Extracted material Block Start
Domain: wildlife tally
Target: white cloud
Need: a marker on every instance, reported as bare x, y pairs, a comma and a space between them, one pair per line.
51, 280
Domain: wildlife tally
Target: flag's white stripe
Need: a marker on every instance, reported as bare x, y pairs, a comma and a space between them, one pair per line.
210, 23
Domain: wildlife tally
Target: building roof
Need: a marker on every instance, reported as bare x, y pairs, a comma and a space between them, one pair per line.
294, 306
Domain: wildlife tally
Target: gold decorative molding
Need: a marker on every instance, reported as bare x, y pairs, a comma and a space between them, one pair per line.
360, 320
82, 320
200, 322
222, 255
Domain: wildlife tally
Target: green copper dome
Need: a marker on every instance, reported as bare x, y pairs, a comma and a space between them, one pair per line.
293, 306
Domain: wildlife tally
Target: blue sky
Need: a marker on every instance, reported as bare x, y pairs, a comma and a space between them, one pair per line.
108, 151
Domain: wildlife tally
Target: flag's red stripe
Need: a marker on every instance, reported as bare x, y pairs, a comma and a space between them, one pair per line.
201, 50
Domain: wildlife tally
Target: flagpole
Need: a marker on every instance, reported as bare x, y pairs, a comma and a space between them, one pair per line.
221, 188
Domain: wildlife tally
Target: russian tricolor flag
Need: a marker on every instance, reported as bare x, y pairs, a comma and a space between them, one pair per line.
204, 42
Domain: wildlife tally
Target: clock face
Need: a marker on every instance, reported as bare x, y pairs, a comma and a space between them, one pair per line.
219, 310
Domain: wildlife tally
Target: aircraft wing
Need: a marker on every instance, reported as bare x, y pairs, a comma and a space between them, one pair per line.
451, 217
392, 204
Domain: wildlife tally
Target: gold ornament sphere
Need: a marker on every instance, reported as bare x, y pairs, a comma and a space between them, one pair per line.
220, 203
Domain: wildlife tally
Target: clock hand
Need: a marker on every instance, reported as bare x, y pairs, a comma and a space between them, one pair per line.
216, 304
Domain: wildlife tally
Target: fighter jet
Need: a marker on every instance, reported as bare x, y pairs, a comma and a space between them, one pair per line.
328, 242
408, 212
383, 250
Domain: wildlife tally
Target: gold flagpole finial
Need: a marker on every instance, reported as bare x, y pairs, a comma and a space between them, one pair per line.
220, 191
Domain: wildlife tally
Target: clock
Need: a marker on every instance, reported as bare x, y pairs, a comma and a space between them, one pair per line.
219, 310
Extracted material Block End
▶ [What to produce] Please return every line of the records above that contains the word "gold".

▶ [Result of this exercise]
Target: gold decorative molding
Target: gold ornament sphere
Target: gold flagpole finial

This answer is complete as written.